» **EXERCISE MATERIALS**
BEGIN

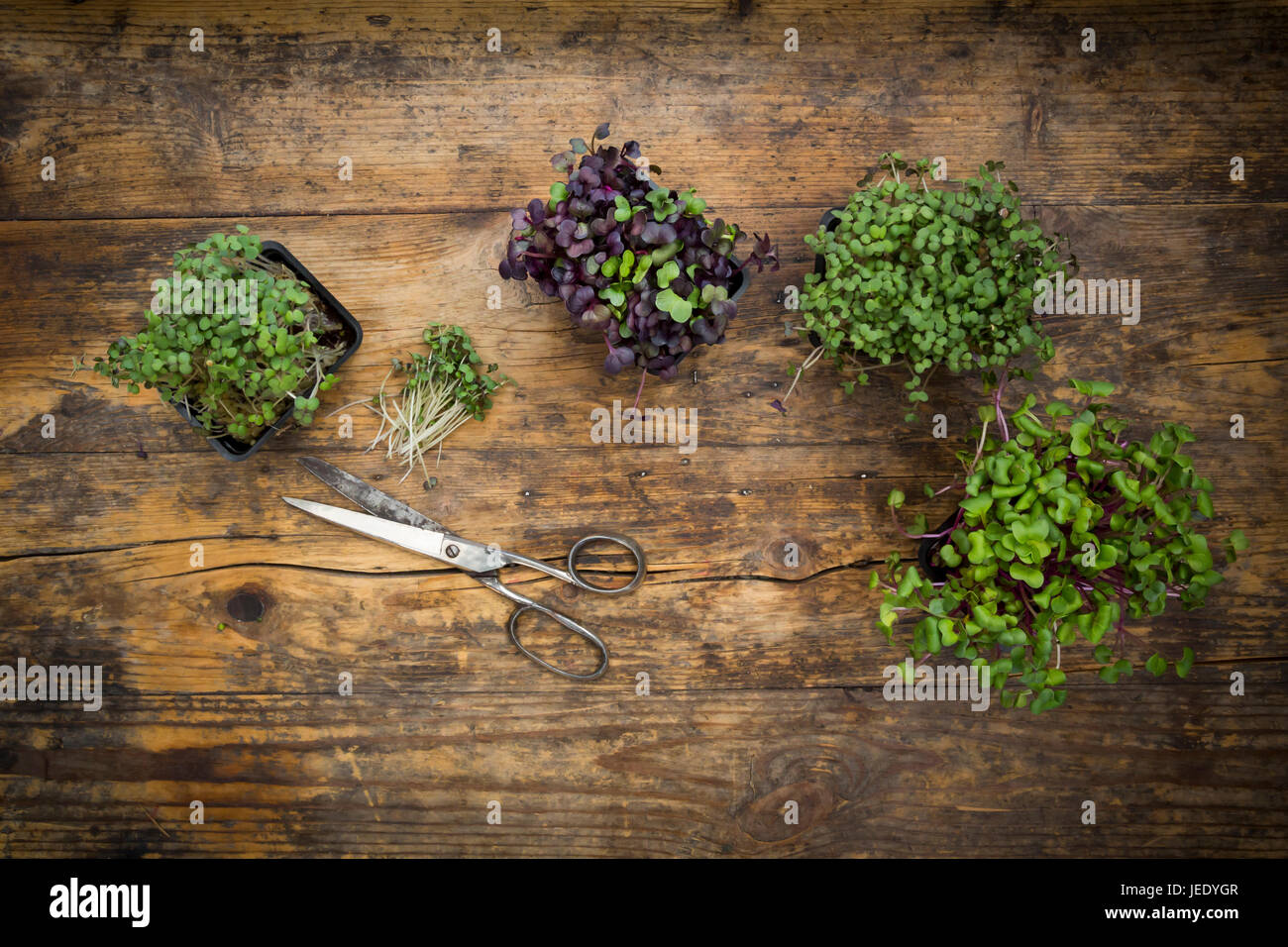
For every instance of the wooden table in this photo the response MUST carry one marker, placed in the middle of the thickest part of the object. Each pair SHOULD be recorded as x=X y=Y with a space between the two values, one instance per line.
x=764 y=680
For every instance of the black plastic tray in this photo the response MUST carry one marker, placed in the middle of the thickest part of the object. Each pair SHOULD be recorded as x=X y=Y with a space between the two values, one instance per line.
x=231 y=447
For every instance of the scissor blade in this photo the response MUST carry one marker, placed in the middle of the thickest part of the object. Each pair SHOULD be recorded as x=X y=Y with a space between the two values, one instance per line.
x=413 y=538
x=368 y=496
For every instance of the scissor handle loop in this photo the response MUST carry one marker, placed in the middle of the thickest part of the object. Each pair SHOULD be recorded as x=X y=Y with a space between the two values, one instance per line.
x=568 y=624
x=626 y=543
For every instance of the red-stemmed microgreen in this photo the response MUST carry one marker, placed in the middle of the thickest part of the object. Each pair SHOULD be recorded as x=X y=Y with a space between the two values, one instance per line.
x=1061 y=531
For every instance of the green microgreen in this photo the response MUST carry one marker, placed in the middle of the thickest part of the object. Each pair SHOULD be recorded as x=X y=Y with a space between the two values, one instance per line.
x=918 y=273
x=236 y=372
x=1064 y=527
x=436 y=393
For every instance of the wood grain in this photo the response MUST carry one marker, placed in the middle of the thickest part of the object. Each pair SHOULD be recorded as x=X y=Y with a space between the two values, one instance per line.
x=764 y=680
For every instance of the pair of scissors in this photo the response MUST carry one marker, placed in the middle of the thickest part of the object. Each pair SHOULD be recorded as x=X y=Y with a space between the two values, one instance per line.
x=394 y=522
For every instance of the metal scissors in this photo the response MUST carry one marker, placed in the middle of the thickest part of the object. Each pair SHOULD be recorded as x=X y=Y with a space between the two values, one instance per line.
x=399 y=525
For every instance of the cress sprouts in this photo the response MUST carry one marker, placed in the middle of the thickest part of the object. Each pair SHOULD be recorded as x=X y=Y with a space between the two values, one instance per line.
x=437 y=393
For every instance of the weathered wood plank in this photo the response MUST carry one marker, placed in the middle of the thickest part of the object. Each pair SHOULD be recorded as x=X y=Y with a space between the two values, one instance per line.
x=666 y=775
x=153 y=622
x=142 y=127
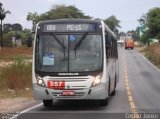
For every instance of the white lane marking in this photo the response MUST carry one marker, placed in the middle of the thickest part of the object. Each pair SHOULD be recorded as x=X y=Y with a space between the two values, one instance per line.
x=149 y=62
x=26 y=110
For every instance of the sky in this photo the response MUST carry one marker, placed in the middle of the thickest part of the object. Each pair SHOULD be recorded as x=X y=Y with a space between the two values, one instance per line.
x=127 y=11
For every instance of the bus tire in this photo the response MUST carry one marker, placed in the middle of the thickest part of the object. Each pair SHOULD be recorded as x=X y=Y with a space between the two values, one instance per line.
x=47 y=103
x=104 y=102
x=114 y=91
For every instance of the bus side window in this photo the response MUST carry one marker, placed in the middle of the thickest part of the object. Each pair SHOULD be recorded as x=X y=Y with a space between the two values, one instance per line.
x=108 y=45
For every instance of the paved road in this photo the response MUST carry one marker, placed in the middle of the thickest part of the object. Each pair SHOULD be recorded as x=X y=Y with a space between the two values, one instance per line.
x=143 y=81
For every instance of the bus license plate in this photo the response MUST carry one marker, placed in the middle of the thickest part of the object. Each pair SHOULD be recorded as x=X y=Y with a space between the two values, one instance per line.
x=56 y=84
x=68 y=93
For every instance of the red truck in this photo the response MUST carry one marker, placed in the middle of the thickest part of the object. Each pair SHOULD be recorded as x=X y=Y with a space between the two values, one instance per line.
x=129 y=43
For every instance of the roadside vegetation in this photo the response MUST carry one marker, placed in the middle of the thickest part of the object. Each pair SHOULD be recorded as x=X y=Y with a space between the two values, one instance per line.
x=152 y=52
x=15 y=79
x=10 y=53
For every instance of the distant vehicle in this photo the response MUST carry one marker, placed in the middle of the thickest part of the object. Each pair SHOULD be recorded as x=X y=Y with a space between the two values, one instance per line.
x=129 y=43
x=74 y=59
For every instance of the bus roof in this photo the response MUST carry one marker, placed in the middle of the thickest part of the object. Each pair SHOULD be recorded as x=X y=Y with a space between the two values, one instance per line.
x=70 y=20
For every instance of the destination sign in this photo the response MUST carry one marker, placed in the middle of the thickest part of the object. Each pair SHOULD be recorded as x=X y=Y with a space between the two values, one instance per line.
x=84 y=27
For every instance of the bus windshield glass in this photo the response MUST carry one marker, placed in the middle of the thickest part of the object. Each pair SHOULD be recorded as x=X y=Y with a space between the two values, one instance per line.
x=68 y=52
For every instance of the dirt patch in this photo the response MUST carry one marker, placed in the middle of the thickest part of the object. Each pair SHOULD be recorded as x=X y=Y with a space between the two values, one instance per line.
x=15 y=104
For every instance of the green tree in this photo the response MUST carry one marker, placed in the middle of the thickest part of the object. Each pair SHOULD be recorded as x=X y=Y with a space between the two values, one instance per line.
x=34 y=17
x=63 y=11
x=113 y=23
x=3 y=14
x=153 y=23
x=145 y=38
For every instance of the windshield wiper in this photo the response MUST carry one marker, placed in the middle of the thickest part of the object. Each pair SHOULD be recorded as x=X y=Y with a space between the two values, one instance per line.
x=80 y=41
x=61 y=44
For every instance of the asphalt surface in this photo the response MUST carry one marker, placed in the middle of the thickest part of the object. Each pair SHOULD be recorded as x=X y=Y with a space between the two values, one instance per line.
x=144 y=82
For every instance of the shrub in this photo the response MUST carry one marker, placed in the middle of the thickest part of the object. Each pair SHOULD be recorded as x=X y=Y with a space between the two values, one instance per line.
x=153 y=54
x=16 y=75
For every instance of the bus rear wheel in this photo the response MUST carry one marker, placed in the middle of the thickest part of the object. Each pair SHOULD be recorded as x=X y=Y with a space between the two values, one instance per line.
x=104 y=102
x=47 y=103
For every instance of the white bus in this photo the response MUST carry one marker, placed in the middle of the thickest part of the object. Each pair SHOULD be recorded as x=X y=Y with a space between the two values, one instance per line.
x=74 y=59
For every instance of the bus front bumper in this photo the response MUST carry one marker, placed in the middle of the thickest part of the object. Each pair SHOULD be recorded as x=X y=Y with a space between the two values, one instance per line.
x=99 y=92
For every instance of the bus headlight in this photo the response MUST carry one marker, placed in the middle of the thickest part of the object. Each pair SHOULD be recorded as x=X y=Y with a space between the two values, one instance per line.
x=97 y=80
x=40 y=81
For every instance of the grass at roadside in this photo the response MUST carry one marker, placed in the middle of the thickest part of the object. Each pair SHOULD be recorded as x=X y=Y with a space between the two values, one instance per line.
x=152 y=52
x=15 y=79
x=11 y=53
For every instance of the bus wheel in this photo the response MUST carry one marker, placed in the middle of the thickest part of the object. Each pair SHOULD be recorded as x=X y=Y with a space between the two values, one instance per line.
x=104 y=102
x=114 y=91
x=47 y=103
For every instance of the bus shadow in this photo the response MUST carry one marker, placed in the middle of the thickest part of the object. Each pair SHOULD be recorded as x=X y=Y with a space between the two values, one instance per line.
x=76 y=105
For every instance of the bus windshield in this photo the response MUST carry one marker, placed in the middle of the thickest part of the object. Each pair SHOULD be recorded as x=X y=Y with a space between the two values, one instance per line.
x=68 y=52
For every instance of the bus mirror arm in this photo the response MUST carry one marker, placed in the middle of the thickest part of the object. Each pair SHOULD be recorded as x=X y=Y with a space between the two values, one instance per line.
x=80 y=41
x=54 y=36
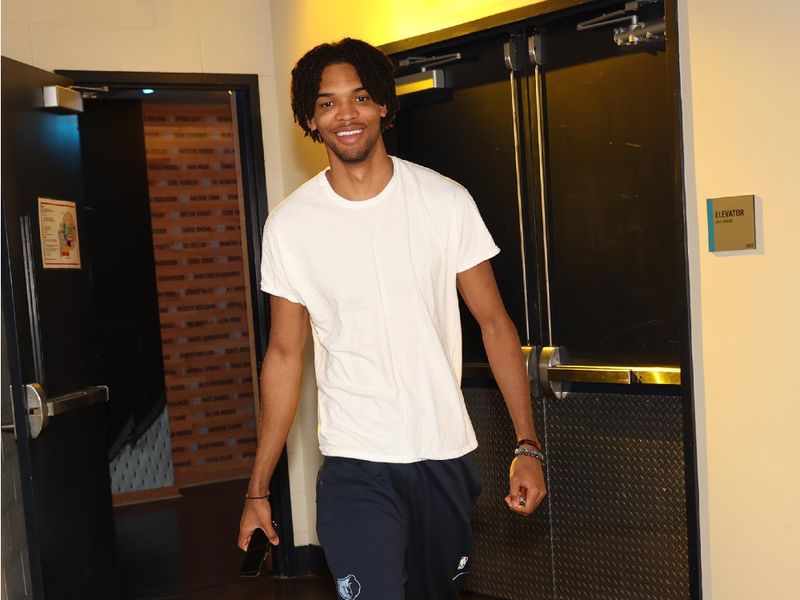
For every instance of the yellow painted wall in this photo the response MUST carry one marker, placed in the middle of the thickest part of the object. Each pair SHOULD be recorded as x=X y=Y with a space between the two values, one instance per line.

END

» **WHAT YOU HAVE TO DO**
Convert every item above into a Markdown table with the columns Row and Line, placing each line in its own numbered row. Omit blank lines and leave the pictures out.

» **SOLUTION TO THIS PROBLEM**
| Row | Line |
|---|---|
| 1 | For every instance of the wooden table in this photo the response MUST carry one marker, placed in the middle of the thickest part of the object. Each pair SHOULD be recorded as x=X y=Y with a space between the two values, one instance per line. |
| 2 | x=764 y=680 |
| 3 | For every instance of the black plastic tray in this photo the response MUST carry one marker, placed in the middle of the thickest part of the object. Each pair SHOULD be recorded as x=X y=Y with a space between the two values, one instance per line. |
| 4 | x=231 y=447 |
| 5 | For every instance of the scissor blade in this photo the response MUST carry one marker, placed in the middle of the thickest part of the object. Each pair SHOULD be recorded as x=X y=Y with a space between the two values, one instance per line. |
| 6 | x=413 y=538 |
| 7 | x=368 y=496 |
| 8 | For every instance of the scissor handle loop in this photo the response MUST carry one marker, placed in the middle of the thickest part of the object. Each pair SHOULD be recorded as x=X y=Y with a space between the two values, one instance per line. |
| 9 | x=568 y=624 |
| 10 | x=626 y=543 |
| 11 | For every instance of the red-stemmed microgreen in this photo the response MUST carry one marker, placed in the middle of the thickest part of the object. Each pair SHOULD be recorded as x=X y=Y with a space between the two values, one instance per line. |
| 12 | x=1061 y=531 |
| 13 | For every instance of the green microgreen in this photo the response MUST carry one marker, placed in the middle of the thickest part of the object. Each pair SHOULD be recorded as x=X y=Y with a space between the two values, one instance per line. |
| 14 | x=918 y=273 |
| 15 | x=236 y=372 |
| 16 | x=1064 y=527 |
| 17 | x=436 y=393 |
| 18 | For every instance of the wood grain in this photo the response MUST carry one marker, placed in the middle of the thickest part of the object. Each pair SHOULD be recorded as x=X y=Y with a space between the two values, one instance per line. |
| 19 | x=764 y=680 |
| 20 | For every instance of the pair of scissors in this photo the response MUST carry one marker, placed in the middle of the thickest part of the object. Each pair SHOULD be recorded as x=X y=Y with a space between the two values, one instance per line. |
| 21 | x=394 y=522 |
| 22 | For every instance of the metal scissors in this photo the response MUST carry one marker, placed in the middle of the thickest part of the object. Each pair SHOULD be recorded as x=X y=Y with a space between the two values, one instance per line. |
| 23 | x=399 y=525 |
| 24 | For every instance of the cress sprouts in this photo the response MUST carry one marker, placed in the middle of the thickest part of the object. Each pair SHOULD be recorded as x=X y=Y with a space between the two values, one instance per line. |
| 25 | x=437 y=393 |
| 26 | For every instance of the weathered wood plank in this photo the response MUST carry one marker, placed in the middle of the thickest part of the object. Each pair SHOULD be recorded as x=X y=Y with a space between the two values, one instance per line. |
| 27 | x=666 y=775 |
| 28 | x=153 y=622 |
| 29 | x=142 y=127 |
| 30 | For every instance of the white lane marking in this photo the response MUST carry one marker, placed in the middle of the thickest part of the object. Each pair SHOULD be recorded as x=X y=Y with a space between the two values, one instance per line. |
| 31 | x=149 y=62 |
| 32 | x=26 y=110 |
| 33 | For every instance of the sky in this photo the response MUST carry one marker, placed in the middle of the thickest part of the object. Each pair SHOULD be recorded as x=X y=Y with a space between the two values, one instance per line. |
| 34 | x=127 y=11 |
| 35 | For every instance of the bus tire in this photo the response MUST carry one marker, placed in the middle of the thickest part of the object. Each pair SHOULD be recorded as x=X y=Y with a space between the two values, one instance per line. |
| 36 | x=47 y=103 |
| 37 | x=104 y=102 |
| 38 | x=114 y=91 |
| 39 | For every instance of the bus side window in this photo the response MUST carry one marker, placed in the middle of the thickest part of the object. Each pair SHOULD be recorded as x=X y=Y with a space between the two values, one instance per line. |
| 40 | x=108 y=45 |
| 41 | For every instance of the paved road in this photo the response MUST carry one marker, placed in the middle of the thickest part of the object. Each pair SHOULD be recorded as x=X y=Y with a space between the two values, one instance per line. |
| 42 | x=143 y=81 |
| 43 | For every instance of the bus license plate in this photo the response MUST carry one marker, placed in the middle of the thickest part of the object. Each pair SHOULD be recorded as x=X y=Y with a space between the two values, one instance per line. |
| 44 | x=56 y=84 |
| 45 | x=68 y=93 |
| 46 | For every instance of the red truck in this photo the response MUST carry one marker, placed in the middle of the thickest part of the object. Each pair SHOULD be recorded as x=X y=Y with a space between the two values, one instance per line. |
| 47 | x=129 y=43 |
| 48 | For every instance of the roadside vegetation in this photo the response MUST carry one marker, placed in the middle of the thickest part of the object. Each pair SHOULD be recorded as x=X y=Y with a space between the two values, one instance per line. |
| 49 | x=152 y=52 |
| 50 | x=15 y=79 |
| 51 | x=10 y=53 |
| 52 | For every instance of the distant vehicle in this photo the response MUST carry one marker, placed in the middle of the thickest part of the object. Each pair SHOULD be recorded as x=X y=Y with a space between the two values, one instance per line. |
| 53 | x=129 y=43 |
| 54 | x=74 y=59 |
| 55 | For every instance of the bus roof in this photo the response MUST carry one marker, placed in the middle of the thickest part of the object. Each pair SHOULD be recorded as x=X y=Y with a space between the two values, one instance per line. |
| 56 | x=70 y=20 |
| 57 | For every instance of the destination sign in this photo the response MUST carry one marker, placed in the middle of the thickest part of the object. Each pair SHOULD be recorded as x=X y=Y with a space between the two values, one instance per line. |
| 58 | x=84 y=27 |
| 59 | For every instance of the bus windshield glass in this photo the response MUST carry one marker, placed in the middle of the thickest part of the object. Each pair SHOULD be recorded as x=X y=Y with a space between the two values, one instance per line. |
| 60 | x=68 y=52 |
| 61 | For every instance of the dirt patch in this photo the response MUST carry one marker, placed in the middle of the thickest part of the object. Each pair SHOULD be recorded as x=X y=Y with a space between the two values, one instance per line. |
| 62 | x=15 y=104 |
| 63 | For every instance of the green tree in this photo the response MUST carry one marker, placed in the middle of the thickest part of the object. Each pair SHOULD be recorded as x=X y=Y with a space between the two values, one instance per line. |
| 64 | x=34 y=17 |
| 65 | x=63 y=11 |
| 66 | x=113 y=23 |
| 67 | x=3 y=14 |
| 68 | x=153 y=23 |
| 69 | x=145 y=38 |
| 70 | For every instance of the windshield wiper in this photo the response MUST carry one marker, placed in the middle of the thickest part of the object. Each pair SHOULD be recorded as x=X y=Y with a space between the two values, one instance per line. |
| 71 | x=80 y=41 |
| 72 | x=61 y=44 |
| 73 | For every instance of the asphalt surface in this photo the response MUST carry one marker, placed in the middle of the thickest part of the object. Each pair SHOULD be recorded as x=X y=Y with a space between the two values, one instance per line. |
| 74 | x=144 y=82 |
| 75 | For every instance of the shrub in this photo the response MUST carry one marker, placed in the middle of the thickest part of the object. Each pair SHOULD be recorded as x=X y=Y with a space between the two values, one instance per line. |
| 76 | x=153 y=54 |
| 77 | x=16 y=75 |
| 78 | For every instance of the bus rear wheel in this photo the response MUST carry one marker, placed in the middle of the thickest part of the object. Each pair SHOULD be recorded as x=X y=Y with a space between the two values, one instance per line. |
| 79 | x=104 y=102 |
| 80 | x=47 y=103 |
| 81 | For every instance of the white bus in this photo the response MUST carry one marker, placed in the middle of the thickest part of the object. Each pair SHOULD be recorded as x=X y=Y with a space between the two values, one instance per line. |
| 82 | x=74 y=59 |
| 83 | For every instance of the bus front bumper in this photo the response MUST carry one marker, placed in the middle of the thickest part of the object. Each pair SHOULD be recorded as x=X y=Y with a space between the two values, one instance per line. |
| 84 | x=99 y=92 |
| 85 | For every instance of the bus headlight in this photo the response MUST carry one marker, placed in the middle of the thickest part of the object. Each pair SHOULD be recorded as x=X y=Y with a space between the two values, one instance per line. |
| 86 | x=97 y=80 |
| 87 | x=40 y=81 |
| 88 | For every instance of the grass at roadside in this photo the response MUST carry one marker, placed in the middle of the thickest part of the object. Each pair SHOULD be recorded as x=X y=Y with a space between the two values, one instance per line. |
| 89 | x=152 y=52 |
| 90 | x=15 y=79 |
| 91 | x=11 y=53 |
| 92 | For every instance of the bus wheel in this photo the response MUST carry one marker, placed in the middle of the thickest part of the object. Each pair SHOULD be recorded as x=X y=Y with a space between the two values, one instance per line. |
| 93 | x=104 y=102 |
| 94 | x=114 y=91 |
| 95 | x=47 y=103 |
| 96 | For every instance of the bus shadow in this photo the response MUST carry one marker, placed in the middle of the thickest part of the object. Each pair SHOULD be recorded as x=X y=Y with a space between the two values, one instance per line. |
| 97 | x=76 y=105 |
| 98 | For every instance of the bus windshield in this photo the response MUST carry one marker, placed in the middle of the thickest part of the object. Each pair SHOULD be recorded as x=X y=Y with a space between the two values, one instance per line. |
| 99 | x=68 y=52 |
| 100 | For every instance of the bus mirror arm in this photo the response MUST carry one marker, placed in the middle of the thickest part of the object. Each pair SHOULD be recorded as x=X y=Y with a space between the two values, one instance per line. |
| 101 | x=80 y=41 |
| 102 | x=54 y=36 |
| 103 | For every instance of the yellow painted wall in this photo the response MUST carry one marker, placed in the middle of the thickest part of the object. Each pair SHOULD be recorded as x=X y=Y with a space between the two values, one instance per line. |